# What is being asked
Put this sentence from the injection molding excerpt below into Spanish: "The mold (also called tooling) is the biggest upfront expense in injection molding."

# Excerpt
━━━━━━

Draft angles are equally important. Draft is the slight taper applied to vertical surfaces so the part can slide out of the mold cleanly. A reliable starting point is 1 degree of draft per 1 inch of cavity depth, kept consistent throughout the part. Without enough draft, parts stick in the mold, surfaces scuff during ejection, and cycle times increase.
Common Defects and What Causes Them
Even well-designed parts can develop defects if process settings are off. Burn marks appear as dark discoloration on the surface, usually caused by trapped air overheating inside the mold cavity or by excessive injection speed. Slowing the injection rate or adding vents to let air escape typically solves the problem.
Short shots happen when the mold doesn’t fill completely, leaving an incomplete part. The most common culprit is a narrow or blocked gate (the channel through which plastic enters the cavity), but overly viscous material, a cold mold, trapped air pockets, or insufficient injection pressure can also starve the fill. Flash, the thin excess material that squeezes out along the mold’s parting line, usually means the clamping force isn’t high enough or the mold surfaces are worn and no longer seal tightly.
What Molds Cost
The mold (also called tooling) is the biggest upfront expense in injection molding. Costs vary enormously depending on complexity, material, and how many parts you need to produce.
For low-volume prototype runs of 100 to 1,000 pieces, a 3D-printed or aluminum mold can cost as little as $100 to $1,000. A small, single-cavity aluminum mold for slightly higher volumes typically runs $1,500 to $5,000. Mid-volume production of 5,000 to 10,000 parts usually calls for a hardened steel mold in the $2,500 to $5,000 range. High-volume production exceeding 100,000 parts demands durable steel tooling that costs $25,000 to $75,000, with complex multi-cavity molds occasionally exceeding $100,000.
The economics flip as volume increases. Prototype molds are cheap upfront but the per-part cost stays high. High-volume steel molds require a large initial investment, but spreading that cost across hundreds of thousands of parts drops the per-unit price dramatically, often to pennies per piece.
Where Injection Molding Shows Up
Consumer products represent the most visible use: toys, kitchen utensils, storage containers, appliance housings, and electronics enclosures. But injection molding plays an equally large role in industries where precision and repeatability are non-negotiable.
In the medical field, the process produces suture anchors for arthroscopic surgeries, orthopedic bone plates and screws, endoscope housings, pacemaker and defibrillator housings, implantable dental abutments, and single-use surgical instruments. Some of these parts use specialized implantable-grade polymers certified for permanent placement inside the body. The automotive industry relies on injection molding for interior trim, dashboard components, under-hood parts, and structural brackets. Aerospace, electronics, and packaging round out the major sectors.
Sustainability and Biodegradable Materials
Traditional injection molding runs almost entirely on petroleum-based plastics, but the industry is actively developing biodegradable alternatives. Polylactic acid (PLA), thermoplastic starch blends, and a family of bio-based polyesters are being engineered as drop-in replacements for polyethylene and polypropylene, particularly in food and beverage packaging.
The requirements for these replacements are demanding. They need to behave like conventional plastics during molding, with similar melt-flow characteristics and a density under 1 gram per cubic centimeter. They also need to be compatible with existing recycling systems and meet food-contact safety regulations. Some candidates offer home compostability or soil biodegradation, though materials that break down into toxic byproducts are excluded from consideration. The technology is still maturing, but the goal is clear: make injection-moldable plastics that perform identically during use and disappear responsibly afterward.

━━━━━━

Data extracted from a collection:
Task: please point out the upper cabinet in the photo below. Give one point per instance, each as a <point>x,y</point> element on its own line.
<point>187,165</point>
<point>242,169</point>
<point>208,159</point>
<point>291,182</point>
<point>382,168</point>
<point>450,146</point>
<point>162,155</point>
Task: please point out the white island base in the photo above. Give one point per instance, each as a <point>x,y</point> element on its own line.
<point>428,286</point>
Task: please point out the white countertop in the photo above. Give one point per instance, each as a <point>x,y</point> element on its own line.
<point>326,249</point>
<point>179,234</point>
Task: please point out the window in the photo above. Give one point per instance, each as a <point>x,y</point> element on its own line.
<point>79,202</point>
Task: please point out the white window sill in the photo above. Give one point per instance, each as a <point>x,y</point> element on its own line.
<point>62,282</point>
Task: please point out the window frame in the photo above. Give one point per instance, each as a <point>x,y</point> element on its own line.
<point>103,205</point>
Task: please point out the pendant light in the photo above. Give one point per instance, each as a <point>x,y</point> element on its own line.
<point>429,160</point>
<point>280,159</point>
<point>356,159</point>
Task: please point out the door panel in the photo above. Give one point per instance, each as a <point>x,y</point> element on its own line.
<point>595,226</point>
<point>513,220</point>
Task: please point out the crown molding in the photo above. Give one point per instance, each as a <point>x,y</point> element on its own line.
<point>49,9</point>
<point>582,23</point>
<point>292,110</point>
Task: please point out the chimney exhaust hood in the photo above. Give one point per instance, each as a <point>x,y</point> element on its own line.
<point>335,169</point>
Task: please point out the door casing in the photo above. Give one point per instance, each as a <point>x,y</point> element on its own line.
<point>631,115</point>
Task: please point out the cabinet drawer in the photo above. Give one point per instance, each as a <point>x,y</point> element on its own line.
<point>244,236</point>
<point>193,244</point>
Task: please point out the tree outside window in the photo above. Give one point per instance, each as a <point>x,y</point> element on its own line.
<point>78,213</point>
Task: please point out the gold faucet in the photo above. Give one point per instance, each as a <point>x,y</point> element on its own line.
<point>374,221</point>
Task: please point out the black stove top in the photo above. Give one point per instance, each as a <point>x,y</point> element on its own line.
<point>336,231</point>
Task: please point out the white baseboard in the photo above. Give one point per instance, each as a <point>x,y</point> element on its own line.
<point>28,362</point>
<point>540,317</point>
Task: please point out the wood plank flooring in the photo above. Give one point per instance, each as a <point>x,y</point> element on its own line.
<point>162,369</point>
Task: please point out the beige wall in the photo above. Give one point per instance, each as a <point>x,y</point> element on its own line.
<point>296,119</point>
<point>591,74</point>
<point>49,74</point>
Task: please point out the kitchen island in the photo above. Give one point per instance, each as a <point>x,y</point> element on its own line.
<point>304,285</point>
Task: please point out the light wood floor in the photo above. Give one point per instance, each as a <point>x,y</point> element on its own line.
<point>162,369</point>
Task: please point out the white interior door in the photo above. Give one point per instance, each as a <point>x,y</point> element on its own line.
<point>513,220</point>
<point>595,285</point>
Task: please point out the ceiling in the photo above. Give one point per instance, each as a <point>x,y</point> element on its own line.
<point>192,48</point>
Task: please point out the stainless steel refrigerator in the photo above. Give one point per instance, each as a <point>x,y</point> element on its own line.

━━━━━━

# The completed task
El molde (también llamado utillaje) es el mayor gasto inicial en el moldeo por inyección.